» Prompt
Write the data below out again, with each line matching the original.

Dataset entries
"""

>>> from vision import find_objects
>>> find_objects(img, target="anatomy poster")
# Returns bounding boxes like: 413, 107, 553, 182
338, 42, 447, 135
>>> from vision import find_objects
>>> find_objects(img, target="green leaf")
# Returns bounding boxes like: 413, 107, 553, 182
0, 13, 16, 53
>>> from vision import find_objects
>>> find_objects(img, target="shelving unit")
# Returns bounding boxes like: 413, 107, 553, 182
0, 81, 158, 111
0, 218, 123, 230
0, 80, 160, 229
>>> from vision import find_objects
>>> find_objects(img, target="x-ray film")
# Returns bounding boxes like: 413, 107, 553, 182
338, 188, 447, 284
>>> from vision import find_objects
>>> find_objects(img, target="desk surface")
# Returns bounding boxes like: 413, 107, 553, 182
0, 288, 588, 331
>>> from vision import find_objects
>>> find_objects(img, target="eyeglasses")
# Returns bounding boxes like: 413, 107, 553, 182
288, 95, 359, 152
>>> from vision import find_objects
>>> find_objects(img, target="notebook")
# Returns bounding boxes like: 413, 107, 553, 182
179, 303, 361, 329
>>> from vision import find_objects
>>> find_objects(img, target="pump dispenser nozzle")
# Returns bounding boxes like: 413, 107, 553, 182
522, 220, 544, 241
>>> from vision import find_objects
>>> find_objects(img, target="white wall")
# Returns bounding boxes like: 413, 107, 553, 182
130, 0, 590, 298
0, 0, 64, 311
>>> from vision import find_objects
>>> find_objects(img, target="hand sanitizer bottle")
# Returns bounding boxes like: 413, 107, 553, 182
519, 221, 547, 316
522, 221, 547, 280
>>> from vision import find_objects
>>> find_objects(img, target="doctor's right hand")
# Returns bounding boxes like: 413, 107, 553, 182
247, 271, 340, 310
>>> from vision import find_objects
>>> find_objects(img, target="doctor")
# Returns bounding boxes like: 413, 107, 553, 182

"""

» Answer section
>>> from vision import find_objects
>>> find_objects(img, target="anatomy poster")
# Returns bounding boxes like: 413, 107, 553, 182
338, 42, 447, 135
>>> from vision import find_objects
>>> find_objects(img, target="green leaf")
# Returns bounding boxes like: 413, 107, 553, 182
0, 13, 16, 53
>>> from vision import find_objects
>>> find_objects(img, target="shelving unit")
# Returns bounding boxes like: 413, 107, 553, 182
0, 81, 158, 111
0, 218, 123, 230
0, 80, 160, 229
>>> from vision import find_objects
>>> find_objects(img, target="x-ray film")
# Returns bounding boxes like: 413, 107, 553, 182
338, 188, 447, 284
>>> from vision import find_objects
>>> find_objects(img, target="desk surface")
# Returns bounding boxes like: 413, 107, 553, 182
0, 288, 588, 331
>>> from vision import find_objects
>>> find_objects(img, target="eyeglasses")
# Returns bounding boxes like: 413, 107, 553, 182
288, 95, 359, 152
>>> from vision import find_objects
>>> find_objects(img, target="notebook")
# Returns bounding boxes like: 413, 107, 553, 182
179, 303, 361, 329
>>> from vision import find_objects
>>> find_objects(img, target="pump dispenser nozzle")
# Returns bounding boxes like: 413, 107, 553, 182
522, 220, 544, 241
>>> from vision import find_objects
>>> find_objects(img, target="white wall")
# Returns bounding boxes like: 413, 107, 553, 182
130, 0, 590, 298
0, 0, 64, 311
>>> from vision import find_objects
>>> find_objects(img, target="hand sanitizer bottle")
# Returns bounding boxes like: 413, 107, 553, 182
519, 221, 547, 316
522, 221, 547, 280
>>> from vision import find_objects
>>> find_objects(img, target="doctor's right hand")
# Returns bounding boxes like: 413, 107, 553, 182
247, 271, 340, 310
>>> from vision import find_objects
>>> find_objects(img, target="doctor")
# Returns bounding boxes like: 413, 107, 553, 182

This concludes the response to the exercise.